Required work
a) Please reproduce the clam article from "Photo: Bobby Doherty/New" to "and eating them.".
b) Answer these questions from the clam article:
(i) How many bushels of hard-shell clams did Long Island's Great South Bay supply a year in 1976?
(ii) What event in the early twentieth century led to the clam gaining popularity?
(iii) Which two names does the article say refer to the same species?

Photo: Bobby Doherty/New York Magazine
With delicate razor clams gracing tasting menus at Maison Premiere and Atera, Wylie Dufresne rethinking chowder at Alder, and urban fish shacks and raw bars continuing to proliferate, it’s hard to imagine that the humble clam was ever more fashionable than it is now. In fact, it was: The native bivalve gained popularity in the early-twentieth century after New Yorkers depleted all the local oyster beds, and in 1976 Long Island’s Great South Bay was supplying 700,000 bushels of hard-shell clams a year. Eventually, overfishing and pollution decimated the habitat, and Hurricane Sandy didn’t help. One bright spot on the horizon: Thanks to the restocking of area waters by conservation groups, local specimens have begun returning to seafood shops, farmer’s markets, and New York restaurant kitchens. Here, a guide to buying, shucking, and eating them.
Know your clams.
Long Island steamers and the bivalves known as Ipswich clams are actually the same species. Both have long siphons that stick out of the side of their broad-ridged shells, but because they spend a good part of their lives burrowed in tidal mudflats, each has a different taste and its own kind of benthic “terroir.”

Record set
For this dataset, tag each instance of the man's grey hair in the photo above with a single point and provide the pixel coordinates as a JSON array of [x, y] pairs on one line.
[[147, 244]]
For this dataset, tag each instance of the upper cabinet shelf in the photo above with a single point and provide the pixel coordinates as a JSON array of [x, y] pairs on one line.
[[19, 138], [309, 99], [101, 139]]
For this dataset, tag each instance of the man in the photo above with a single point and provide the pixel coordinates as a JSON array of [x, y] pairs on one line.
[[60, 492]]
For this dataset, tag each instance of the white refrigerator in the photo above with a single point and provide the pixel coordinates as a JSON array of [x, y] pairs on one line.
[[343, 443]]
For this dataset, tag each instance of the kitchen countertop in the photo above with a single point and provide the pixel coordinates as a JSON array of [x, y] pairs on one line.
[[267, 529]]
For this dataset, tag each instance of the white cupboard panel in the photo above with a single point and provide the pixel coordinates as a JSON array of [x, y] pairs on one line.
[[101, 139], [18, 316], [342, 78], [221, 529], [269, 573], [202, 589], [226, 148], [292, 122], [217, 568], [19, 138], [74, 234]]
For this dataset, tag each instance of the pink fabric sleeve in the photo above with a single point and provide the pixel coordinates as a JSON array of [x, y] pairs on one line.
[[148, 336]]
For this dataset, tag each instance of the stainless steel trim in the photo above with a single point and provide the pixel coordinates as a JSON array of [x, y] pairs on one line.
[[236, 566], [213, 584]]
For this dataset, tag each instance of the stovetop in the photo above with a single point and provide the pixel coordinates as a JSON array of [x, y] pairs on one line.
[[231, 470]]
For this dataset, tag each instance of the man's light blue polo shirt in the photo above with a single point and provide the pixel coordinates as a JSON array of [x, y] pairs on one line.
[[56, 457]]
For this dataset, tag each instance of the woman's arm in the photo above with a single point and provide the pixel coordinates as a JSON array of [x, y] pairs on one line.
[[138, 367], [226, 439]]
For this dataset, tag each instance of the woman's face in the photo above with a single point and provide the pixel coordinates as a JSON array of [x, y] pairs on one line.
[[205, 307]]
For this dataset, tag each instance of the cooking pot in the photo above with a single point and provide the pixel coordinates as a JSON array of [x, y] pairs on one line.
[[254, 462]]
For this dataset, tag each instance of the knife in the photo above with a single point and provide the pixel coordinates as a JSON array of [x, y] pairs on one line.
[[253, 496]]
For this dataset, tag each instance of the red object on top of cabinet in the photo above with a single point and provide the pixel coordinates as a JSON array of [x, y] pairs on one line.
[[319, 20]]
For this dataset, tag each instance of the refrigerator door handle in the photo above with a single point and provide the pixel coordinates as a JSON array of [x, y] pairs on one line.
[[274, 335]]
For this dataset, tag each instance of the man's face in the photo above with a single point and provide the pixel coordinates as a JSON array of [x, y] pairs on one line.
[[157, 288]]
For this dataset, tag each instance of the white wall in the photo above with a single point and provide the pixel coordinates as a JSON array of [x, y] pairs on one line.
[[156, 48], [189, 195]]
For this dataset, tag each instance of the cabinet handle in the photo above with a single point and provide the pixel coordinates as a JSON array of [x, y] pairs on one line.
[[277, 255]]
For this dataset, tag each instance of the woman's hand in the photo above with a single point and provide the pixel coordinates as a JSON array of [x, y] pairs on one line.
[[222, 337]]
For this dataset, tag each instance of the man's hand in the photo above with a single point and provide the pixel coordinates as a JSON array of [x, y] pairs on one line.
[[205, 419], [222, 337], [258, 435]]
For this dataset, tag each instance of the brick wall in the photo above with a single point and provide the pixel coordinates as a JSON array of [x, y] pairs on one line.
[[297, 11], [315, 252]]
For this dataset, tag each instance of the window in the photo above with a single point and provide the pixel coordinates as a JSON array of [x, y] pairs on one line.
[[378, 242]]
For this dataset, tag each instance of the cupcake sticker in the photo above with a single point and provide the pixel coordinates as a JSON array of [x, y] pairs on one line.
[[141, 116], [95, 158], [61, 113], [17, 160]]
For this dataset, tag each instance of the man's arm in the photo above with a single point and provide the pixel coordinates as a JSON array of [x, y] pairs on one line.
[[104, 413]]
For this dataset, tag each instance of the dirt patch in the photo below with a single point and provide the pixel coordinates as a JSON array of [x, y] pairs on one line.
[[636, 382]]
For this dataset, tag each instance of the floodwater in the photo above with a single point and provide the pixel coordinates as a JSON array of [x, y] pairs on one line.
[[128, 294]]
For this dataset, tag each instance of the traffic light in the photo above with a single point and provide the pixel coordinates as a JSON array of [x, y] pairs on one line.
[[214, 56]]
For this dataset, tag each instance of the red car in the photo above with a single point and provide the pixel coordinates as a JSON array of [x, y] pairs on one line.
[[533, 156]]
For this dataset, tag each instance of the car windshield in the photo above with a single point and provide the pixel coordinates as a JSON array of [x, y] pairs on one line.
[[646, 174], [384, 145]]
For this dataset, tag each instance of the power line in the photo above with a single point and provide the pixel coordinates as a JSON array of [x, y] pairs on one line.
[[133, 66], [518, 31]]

Solution set
a)
Photo: Bobby Doherty/New York Magazine
With delicate razor clams gracing tasting menus at Maison Premiere and Atera, Wylie Dufresne rethinking chowder at Alder, and urban fish shacks and raw bars continuing to proliferate, it’s hard to imagine that the humble clam was ever more fashionable than it is now. In fact, it was: The native bivalve gained popularity in the early-twentieth century after New Yorkers depleted all the local oyster beds, and in 1976 Long Island’s Great South Bay was supplying 700,000 bushels of hard-shell clams a year. Eventually, overfishing and pollution decimated the habitat, and Hurricane Sandy didn’t help. One bright spot on the horizon: Thanks to the restocking of area waters by conservation groups, local specimens have begun returning to seafood shops, farmer’s markets, and New York restaurant kitchens. Here, a guide to buying, shucking, and eating them.

b)
(i) 700,000 bushels.
(ii) New Yorkers depleted all the local oyster beds.
(iii) Long Island steamers and Ipswich clams.